* _Required action_: The records that follow should be returned exactly, pictures excluded.

* _Data in this exercise_:
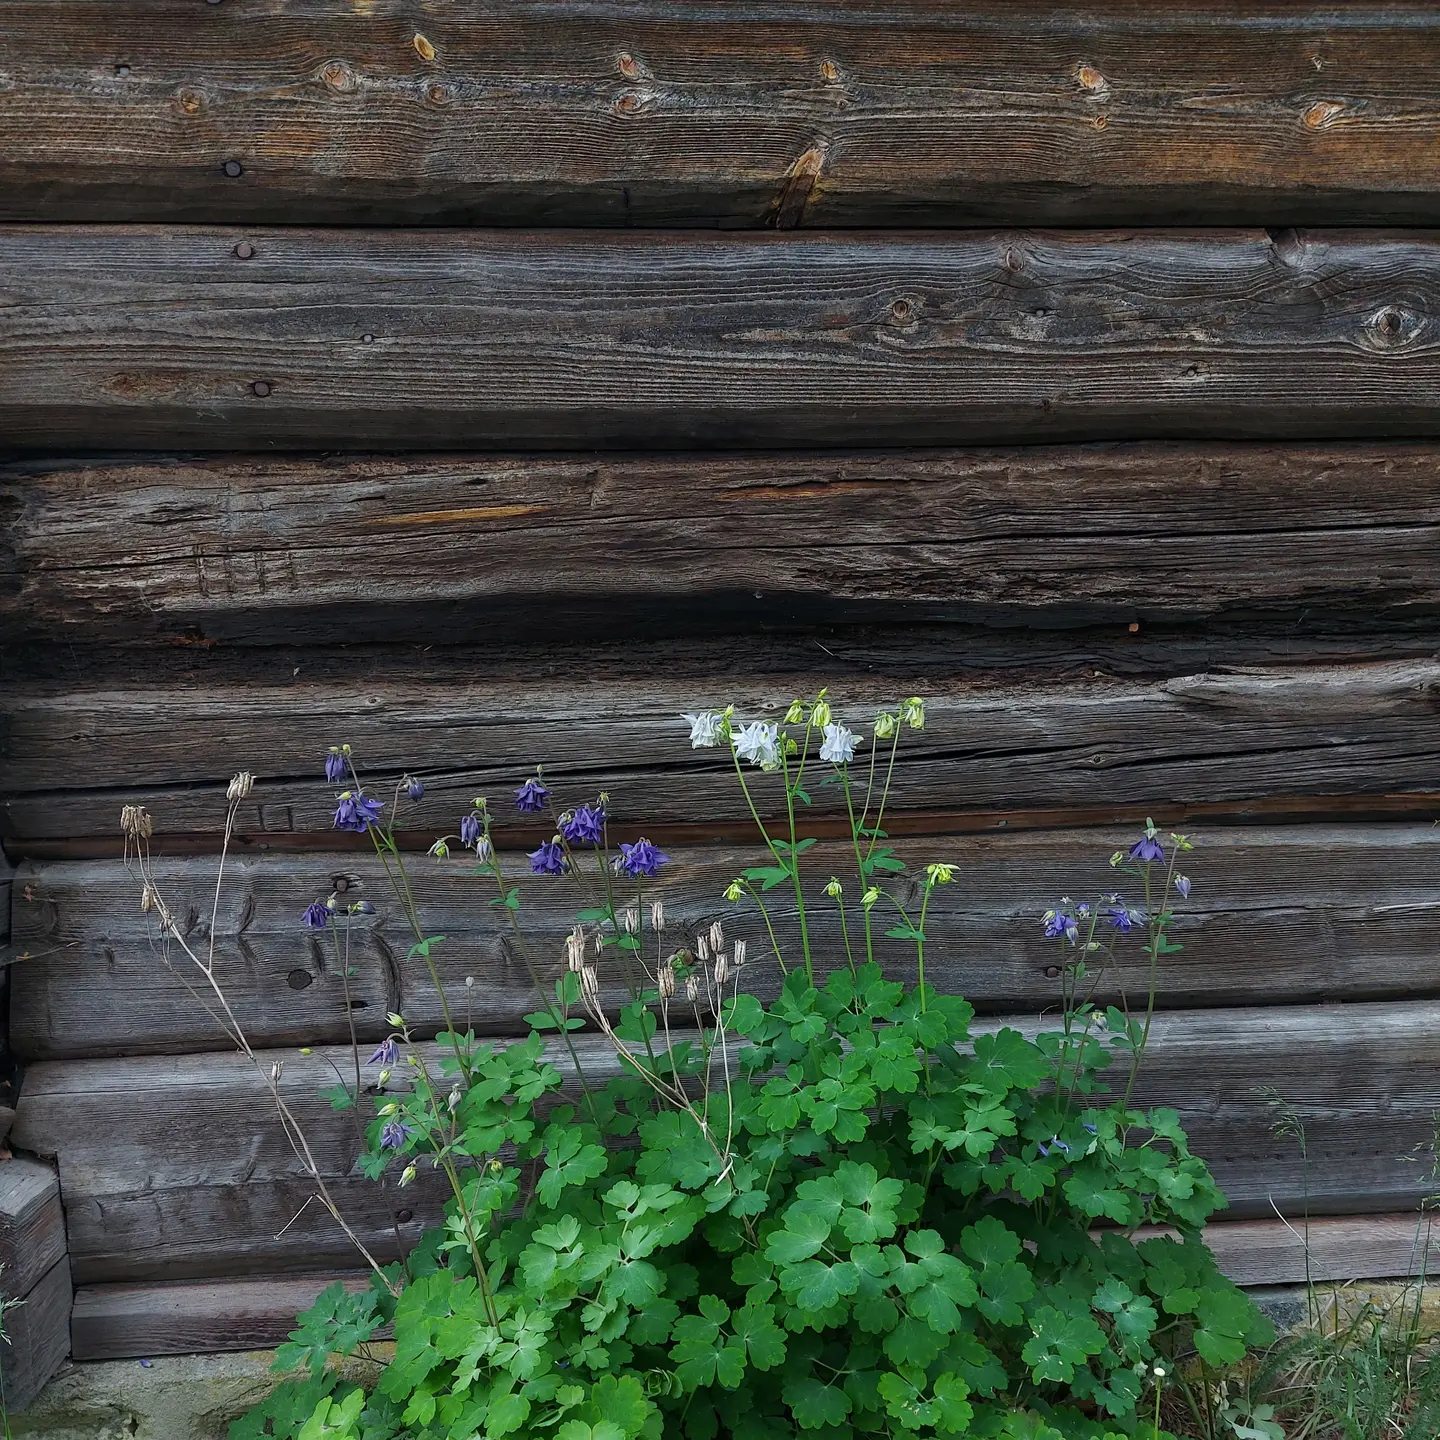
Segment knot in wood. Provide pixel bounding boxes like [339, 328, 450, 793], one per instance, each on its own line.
[888, 295, 919, 326]
[617, 52, 641, 79]
[614, 90, 645, 116]
[427, 82, 452, 106]
[1368, 305, 1418, 348]
[175, 88, 205, 116]
[1303, 99, 1345, 130]
[286, 969, 313, 990]
[319, 60, 358, 95]
[820, 59, 841, 82]
[1074, 63, 1110, 100]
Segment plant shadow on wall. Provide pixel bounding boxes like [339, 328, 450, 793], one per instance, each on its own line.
[123, 694, 1279, 1440]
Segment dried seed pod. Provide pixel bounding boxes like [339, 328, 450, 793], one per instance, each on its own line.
[227, 771, 255, 802]
[658, 960, 677, 999]
[732, 939, 747, 969]
[580, 964, 600, 1005]
[650, 900, 666, 933]
[566, 925, 586, 972]
[714, 955, 729, 986]
[685, 974, 700, 1004]
[120, 804, 154, 840]
[140, 881, 159, 913]
[621, 907, 640, 935]
[697, 935, 712, 964]
[709, 920, 725, 952]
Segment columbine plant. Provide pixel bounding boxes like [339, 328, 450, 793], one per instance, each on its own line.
[127, 694, 1271, 1440]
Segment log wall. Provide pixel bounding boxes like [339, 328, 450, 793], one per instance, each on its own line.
[4, 0, 1440, 1370]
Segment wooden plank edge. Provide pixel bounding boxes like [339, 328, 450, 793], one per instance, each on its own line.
[68, 1213, 1440, 1359]
[0, 1157, 65, 1299]
[6, 1255, 71, 1414]
[9, 792, 1440, 864]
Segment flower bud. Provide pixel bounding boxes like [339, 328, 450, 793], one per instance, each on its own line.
[811, 697, 832, 729]
[386, 1012, 405, 1028]
[448, 1087, 462, 1111]
[785, 699, 806, 724]
[862, 887, 881, 907]
[300, 1047, 312, 1056]
[465, 975, 475, 989]
[724, 879, 745, 902]
[227, 771, 255, 802]
[399, 1164, 417, 1188]
[377, 1068, 392, 1087]
[874, 711, 897, 740]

* _Expected answer_:
Segment knot in wood. Provide pixel bounding boxes like [339, 328, 450, 793], one per instance, each on its own line.
[888, 295, 919, 326]
[617, 52, 641, 79]
[614, 90, 645, 116]
[427, 82, 452, 106]
[1368, 305, 1418, 348]
[175, 88, 205, 116]
[1303, 99, 1345, 130]
[286, 969, 313, 990]
[319, 60, 358, 95]
[820, 59, 841, 82]
[1074, 63, 1110, 100]
Segment plant shadow on wall. Provide pixel bounding boxes like [339, 328, 450, 793], one per instance, each on its own line.
[123, 694, 1279, 1440]
Segment dried seed pod. Provide pixel bounding boxes like [339, 328, 450, 793], one per instance, each on its own line.
[227, 771, 255, 802]
[658, 960, 677, 999]
[732, 939, 747, 969]
[580, 964, 600, 1005]
[650, 900, 666, 933]
[566, 925, 586, 972]
[714, 955, 729, 986]
[685, 974, 700, 1004]
[120, 804, 154, 840]
[140, 881, 159, 913]
[621, 907, 640, 935]
[697, 935, 712, 964]
[709, 920, 725, 952]
Segment columbine plant. Provide pixel bounding boxes like [339, 328, 450, 793], one per instance, each on its own line.
[127, 694, 1271, 1440]
Segment log wall. Provide pixel bounding boxes like [339, 328, 450, 793], one per instance, each on its own line.
[4, 0, 1440, 1370]
Segment wooden plank edge. Provide pixel bounding boxes like [339, 328, 450, 793], one per instance, each on its own line.
[68, 1213, 1440, 1359]
[0, 1157, 65, 1299]
[6, 1255, 71, 1414]
[9, 792, 1440, 864]
Segment flower bud. Provide pixel bounding boxes like [339, 328, 450, 793], one per instance, each on its own line.
[811, 697, 832, 729]
[386, 1012, 405, 1028]
[448, 1087, 462, 1111]
[785, 699, 806, 724]
[862, 887, 881, 907]
[300, 1047, 312, 1056]
[465, 975, 475, 989]
[724, 879, 745, 902]
[227, 771, 255, 802]
[399, 1164, 417, 1188]
[377, 1068, 392, 1087]
[874, 711, 897, 740]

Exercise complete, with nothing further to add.